Task brief:
Reproduce the listing exactly and skip over any pictures.

Dataset records:

* * *

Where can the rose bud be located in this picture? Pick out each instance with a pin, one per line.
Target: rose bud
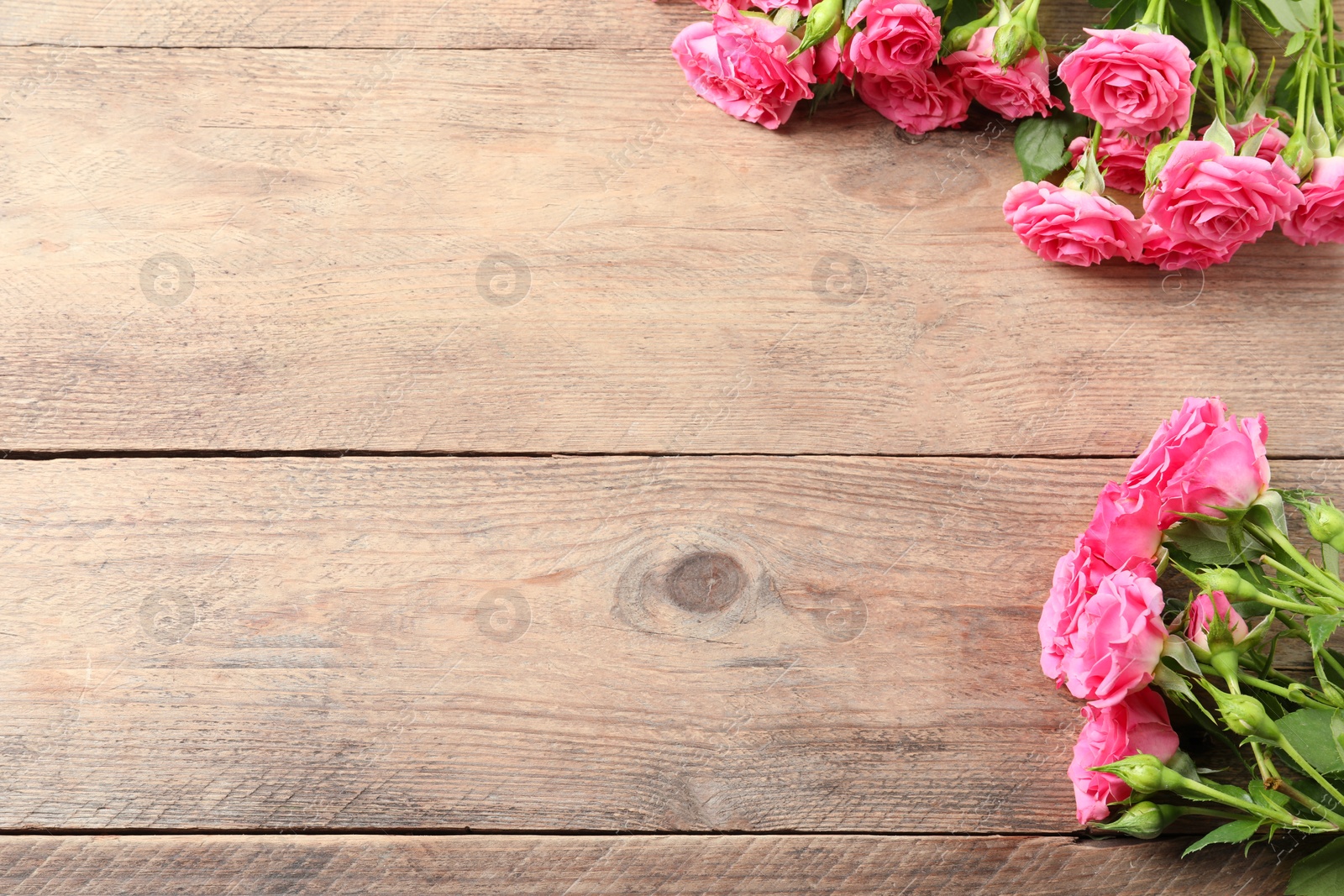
(1241, 63)
(1144, 774)
(1227, 631)
(1245, 715)
(1136, 725)
(1326, 523)
(1146, 820)
(1299, 154)
(1011, 42)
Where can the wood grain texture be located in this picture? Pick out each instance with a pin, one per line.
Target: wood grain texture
(534, 251)
(638, 866)
(569, 24)
(616, 644)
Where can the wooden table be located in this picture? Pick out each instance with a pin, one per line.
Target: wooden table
(444, 456)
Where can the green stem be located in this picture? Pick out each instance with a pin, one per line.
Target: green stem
(1280, 540)
(1194, 98)
(1305, 766)
(1215, 54)
(1289, 605)
(1303, 580)
(1294, 793)
(1328, 107)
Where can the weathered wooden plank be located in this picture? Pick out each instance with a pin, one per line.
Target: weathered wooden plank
(465, 866)
(543, 251)
(585, 644)
(407, 23)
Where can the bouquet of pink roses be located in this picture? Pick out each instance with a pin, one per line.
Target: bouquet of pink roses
(1120, 110)
(1196, 513)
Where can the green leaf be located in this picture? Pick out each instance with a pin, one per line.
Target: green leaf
(1263, 15)
(1191, 19)
(1042, 144)
(1124, 13)
(1267, 797)
(1314, 734)
(1234, 832)
(1321, 873)
(1321, 627)
(1294, 15)
(1200, 544)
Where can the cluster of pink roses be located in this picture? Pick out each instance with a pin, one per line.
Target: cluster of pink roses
(1202, 199)
(1101, 631)
(750, 66)
(1210, 197)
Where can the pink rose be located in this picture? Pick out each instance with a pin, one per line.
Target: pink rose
(897, 36)
(1121, 159)
(1272, 144)
(827, 60)
(741, 65)
(1132, 81)
(1117, 641)
(1202, 613)
(804, 7)
(1077, 577)
(1229, 470)
(1216, 201)
(1124, 527)
(918, 100)
(1136, 725)
(1320, 219)
(1169, 253)
(1016, 92)
(1173, 445)
(1072, 226)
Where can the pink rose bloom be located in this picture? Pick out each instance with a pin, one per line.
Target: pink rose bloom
(1320, 219)
(1221, 202)
(1229, 470)
(917, 100)
(1202, 459)
(827, 60)
(1124, 528)
(1119, 640)
(1016, 92)
(1133, 81)
(1120, 156)
(1077, 577)
(1072, 226)
(1136, 725)
(897, 36)
(1272, 144)
(741, 65)
(1173, 445)
(1202, 613)
(804, 7)
(1168, 253)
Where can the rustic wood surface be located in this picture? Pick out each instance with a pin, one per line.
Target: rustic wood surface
(531, 250)
(584, 644)
(346, 228)
(712, 866)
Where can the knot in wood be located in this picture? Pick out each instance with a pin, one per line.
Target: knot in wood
(706, 582)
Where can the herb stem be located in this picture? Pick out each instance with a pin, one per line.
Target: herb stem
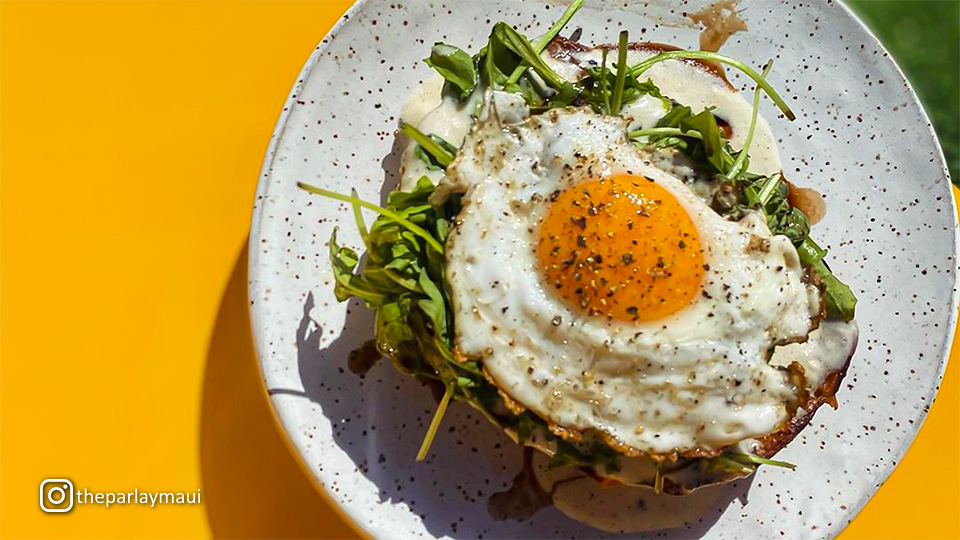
(545, 39)
(621, 74)
(638, 69)
(442, 156)
(389, 214)
(755, 459)
(435, 423)
(670, 132)
(740, 163)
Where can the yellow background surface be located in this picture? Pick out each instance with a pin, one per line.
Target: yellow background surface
(133, 134)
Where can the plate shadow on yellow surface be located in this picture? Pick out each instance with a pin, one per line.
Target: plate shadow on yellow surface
(253, 485)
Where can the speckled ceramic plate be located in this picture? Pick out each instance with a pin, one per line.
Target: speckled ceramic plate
(861, 138)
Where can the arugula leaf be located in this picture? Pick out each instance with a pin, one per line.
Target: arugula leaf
(433, 306)
(840, 300)
(770, 196)
(616, 100)
(638, 69)
(545, 40)
(456, 67)
(432, 162)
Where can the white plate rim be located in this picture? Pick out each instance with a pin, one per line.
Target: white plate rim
(254, 283)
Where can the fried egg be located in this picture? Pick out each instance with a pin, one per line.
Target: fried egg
(604, 295)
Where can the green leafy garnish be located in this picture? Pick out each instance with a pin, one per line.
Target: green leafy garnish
(456, 67)
(617, 99)
(770, 196)
(436, 148)
(432, 162)
(839, 299)
(435, 423)
(740, 165)
(721, 59)
(507, 39)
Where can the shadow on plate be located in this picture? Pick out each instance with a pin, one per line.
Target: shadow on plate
(254, 487)
(378, 419)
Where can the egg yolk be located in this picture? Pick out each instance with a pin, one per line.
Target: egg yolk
(621, 247)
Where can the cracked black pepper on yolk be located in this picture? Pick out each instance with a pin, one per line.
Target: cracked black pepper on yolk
(621, 247)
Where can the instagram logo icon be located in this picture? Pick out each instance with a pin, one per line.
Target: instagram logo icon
(56, 495)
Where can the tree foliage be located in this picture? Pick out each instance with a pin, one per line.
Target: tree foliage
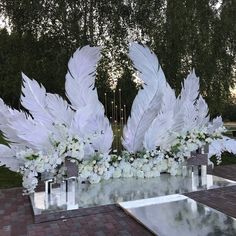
(184, 34)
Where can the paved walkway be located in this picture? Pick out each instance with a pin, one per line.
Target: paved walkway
(16, 217)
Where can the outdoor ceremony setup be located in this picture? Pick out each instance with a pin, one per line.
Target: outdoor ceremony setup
(64, 148)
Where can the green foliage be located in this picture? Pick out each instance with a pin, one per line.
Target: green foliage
(184, 34)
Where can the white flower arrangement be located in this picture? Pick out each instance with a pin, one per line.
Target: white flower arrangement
(35, 163)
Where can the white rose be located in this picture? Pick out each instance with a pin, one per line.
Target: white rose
(140, 174)
(117, 173)
(94, 179)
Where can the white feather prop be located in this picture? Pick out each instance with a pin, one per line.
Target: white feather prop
(202, 118)
(8, 158)
(215, 124)
(80, 79)
(159, 133)
(59, 109)
(217, 147)
(190, 88)
(147, 103)
(33, 98)
(89, 119)
(185, 110)
(32, 134)
(6, 115)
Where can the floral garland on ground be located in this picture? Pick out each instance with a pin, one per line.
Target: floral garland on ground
(146, 164)
(35, 164)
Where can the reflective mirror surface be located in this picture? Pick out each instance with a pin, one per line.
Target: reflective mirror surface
(119, 190)
(179, 215)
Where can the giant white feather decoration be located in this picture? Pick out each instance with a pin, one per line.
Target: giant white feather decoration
(33, 98)
(80, 79)
(59, 109)
(89, 119)
(202, 118)
(6, 115)
(185, 110)
(147, 103)
(8, 158)
(159, 132)
(217, 147)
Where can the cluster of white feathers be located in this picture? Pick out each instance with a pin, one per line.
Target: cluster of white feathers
(83, 115)
(158, 116)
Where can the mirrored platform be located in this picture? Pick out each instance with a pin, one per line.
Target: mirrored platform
(179, 215)
(120, 190)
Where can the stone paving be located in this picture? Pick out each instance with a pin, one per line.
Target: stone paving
(16, 216)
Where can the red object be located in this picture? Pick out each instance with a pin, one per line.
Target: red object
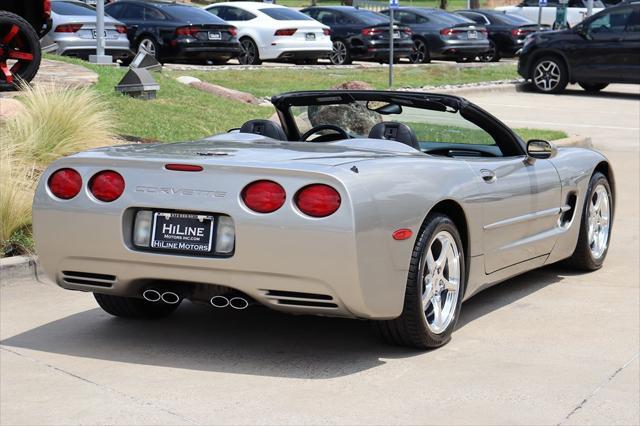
(263, 196)
(183, 167)
(318, 200)
(65, 183)
(68, 28)
(188, 31)
(286, 32)
(402, 234)
(107, 185)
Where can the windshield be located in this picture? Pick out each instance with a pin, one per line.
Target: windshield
(358, 117)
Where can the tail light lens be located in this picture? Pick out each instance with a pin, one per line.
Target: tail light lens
(188, 31)
(318, 200)
(263, 196)
(107, 186)
(65, 183)
(368, 32)
(68, 28)
(286, 32)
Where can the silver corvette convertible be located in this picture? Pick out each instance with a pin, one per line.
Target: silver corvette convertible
(388, 206)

* * *

Answer to this task:
Where can the rose bud be located in this picture? Pick out each instance with a pin, one per line.
Target: rose bud
(1241, 63)
(1144, 774)
(1227, 631)
(1245, 715)
(1136, 725)
(1326, 523)
(1146, 820)
(1299, 154)
(1011, 42)
Where can the wood grain texture be located in this picture? Pick out each instance with a pin, one per line.
Target: wood grain texture
(534, 251)
(638, 866)
(569, 24)
(616, 644)
Where can the wooden table be located in this picture? Pick out each instance with a pin, one per line.
Target: wooden table
(444, 456)
Where can the green stem be located in this picture? Pick out each instance with a pin, one per line.
Target: green stem
(1280, 540)
(1194, 98)
(1305, 766)
(1215, 54)
(1289, 605)
(1303, 580)
(1294, 793)
(1328, 107)
Where can the weathered wooden plank be located in this picture? Pick out each instance with a pin, one per line.
Target: weathered wooden plank
(465, 866)
(543, 251)
(585, 644)
(407, 23)
Where can the bouquet of pink roses be located in this picture? Pick out each instance with a pin, one per line.
Target: bouquet of pink roses
(1120, 110)
(1196, 513)
Where can the green leaf be located in this picture? Pick out each instance with a pin, one per line.
Target: green leaf
(1263, 15)
(1191, 19)
(1042, 144)
(1124, 13)
(1267, 797)
(1314, 734)
(1234, 832)
(1321, 873)
(1321, 627)
(1294, 15)
(1200, 544)
Where can the cluster of pink roses be located in this picture? Pick out each instance with a pin, one per line.
Target: cluster of pink roses
(1202, 199)
(1101, 631)
(750, 66)
(1210, 197)
Where can the pink rose be located in this picture? Pick out each instance with a pin, one per line.
Target: pink rose
(897, 36)
(1121, 159)
(1272, 144)
(827, 60)
(741, 65)
(1132, 81)
(1117, 641)
(1202, 613)
(804, 7)
(1077, 577)
(1229, 470)
(1216, 201)
(1124, 527)
(918, 100)
(1136, 725)
(1320, 219)
(1169, 253)
(1016, 92)
(1173, 445)
(1072, 226)
Where can the pink rose bloom be located in this picture? Pick out each instance with a pin, one per line.
Target: pink rose bloom
(1320, 219)
(1221, 202)
(1229, 470)
(917, 100)
(1202, 459)
(827, 60)
(1124, 528)
(1119, 640)
(1016, 92)
(1133, 81)
(1120, 156)
(1077, 577)
(1072, 226)
(1136, 725)
(897, 36)
(1272, 144)
(741, 65)
(1173, 445)
(1202, 613)
(804, 7)
(1168, 253)
Where can the rustic wood surface be located in this picture? Pick out each instance with a pin, one per line.
Target: rustic wood surface
(531, 250)
(584, 644)
(346, 228)
(712, 866)
Where can the knot in wood be located in this picture? Pick out each instance with a pin, one per line.
Target: knot in wood
(706, 582)
Where can the herb stem be located in this picture? Pick out each instance with a pin, one per line.
Target: herb stem
(545, 39)
(621, 74)
(638, 69)
(442, 156)
(389, 214)
(755, 459)
(435, 423)
(670, 132)
(740, 163)
Where can the yellow background surface be located in this picture? Pick out each instance with a pin, one per line.
Target: yellow background surface
(133, 134)
Where can the plate shadow on yellow surface be located in this picture? Pick out each instance with a pin, one per line.
Target: plate shadow on yellow surface
(253, 485)
Where can the speckled ceramic plate be located in this picture? Pick out each instance with a pin, one per line.
Target: speckled ceramic plate
(861, 138)
Where can the arugula leaf be located in this picture? Pick out each instance with a pin, one per line.
Target: arugula leaf
(433, 306)
(840, 300)
(770, 196)
(616, 100)
(638, 69)
(545, 40)
(456, 67)
(432, 162)
Where can the white plate rim be located in this picture? Pick out each instance with a pin, one per line.
Target: white plate rim
(254, 283)
Where can the fried egg be located in this picture? Pick out each instance with a pin, one per line.
Target: fried egg
(604, 295)
Where can the green leafy garnish be located in this picture? Pick out each instance with a pin, one per line.
Target: green leafy garnish
(456, 67)
(617, 99)
(770, 196)
(436, 148)
(432, 162)
(839, 299)
(435, 423)
(740, 165)
(721, 59)
(507, 39)
Where can the shadow on plate be located in this picture? Pick out each instance with a pin, one per line.
Target: shadow on plate
(254, 487)
(378, 419)
Where can the egg yolk be located in this picture? Pick out each instance with a pin, one per line.
Target: egg yolk
(621, 247)
Where can the cracked black pepper on yolk be located in this picture? Pick out each instance with a pin, one per line.
Target: cracked black pepper on yolk
(621, 247)
Where can the instagram logo icon be located in this picture? Pick out each instance with a pin, one per line.
Target: instagram logo icon
(56, 495)
Where can the tree foliage be located in this picture? Pick out each instance with a pin, one per line.
Target: tree foliage
(184, 34)
Where can the paved walkway be located in this picture? Pick out each instance with a pin, one per line.
Target: paved walkway
(16, 217)
Where can the outdoor ceremony setup be located in this picture? Pick out each instance with a pin, one per line.
Target: outdoor ceremony setup
(64, 148)
Where can the green foliage be located in this picture? Pick out each instance with a pin, one per line.
Target: green foliage
(184, 34)
Where can the white flower arrangement be located in this picture? Pick out each instance with a pin, one per line.
Target: white flower arrangement
(35, 163)
Where can the white rose be located in this picture? Pick out each instance with a pin, one per line.
Target: white rose
(140, 174)
(117, 173)
(94, 179)
Where can the white feather prop be located in this picture? Pick out each instance with a pin, one per line.
Target: white feather prop
(202, 118)
(8, 158)
(215, 124)
(80, 79)
(159, 133)
(59, 109)
(217, 147)
(190, 88)
(147, 103)
(33, 98)
(89, 119)
(185, 110)
(32, 134)
(6, 115)
Where can the floral garland on ground be located in this picture? Pick out each instance with a pin, one per line.
Target: floral garland on ground
(146, 164)
(35, 164)
Where can the reflective mirror surface be located in this picture? Pick out each instance with a pin, one per line.
Target: reflective mirror surface
(119, 190)
(179, 215)
Where can the giant white feather decoration be located in this picture? Pick out each instance with a pin, one per line.
Target: giant white feather decoration
(33, 98)
(80, 79)
(59, 109)
(89, 119)
(202, 118)
(6, 115)
(185, 110)
(147, 103)
(8, 158)
(159, 132)
(217, 147)
Where can the cluster of white feathers be located in this picture? Pick out each instance with a pin, one per line.
Target: cluster of white feathers
(83, 115)
(158, 116)
Where can the mirrored platform be located in this picture? Pick out each instance with a pin, one per line.
Target: mirrored platform
(179, 215)
(120, 190)
Where can the stone paving be located in this picture? Pick out each instance with a pin, one per line.
Target: stone paving
(16, 216)
Where can the red object be located in this picture? Pick out each instance with a pin, one per line.
Target: red object
(263, 196)
(183, 167)
(318, 200)
(65, 183)
(68, 28)
(188, 31)
(286, 32)
(402, 234)
(107, 185)
Where can the windshield be located in this picture? Pick out each instance with a pin, one per line.
Target: windshield
(358, 117)
Where can the tail light lens be located in this picture? Pick out each instance with a pin, one per line.
Target: tail light lens
(188, 31)
(318, 200)
(263, 196)
(107, 186)
(65, 183)
(368, 32)
(68, 28)
(286, 32)
Where can the silver corvette convertible be located in this picture? Pick out each instance with a pin, one per line.
Target: silver corvette convertible
(388, 206)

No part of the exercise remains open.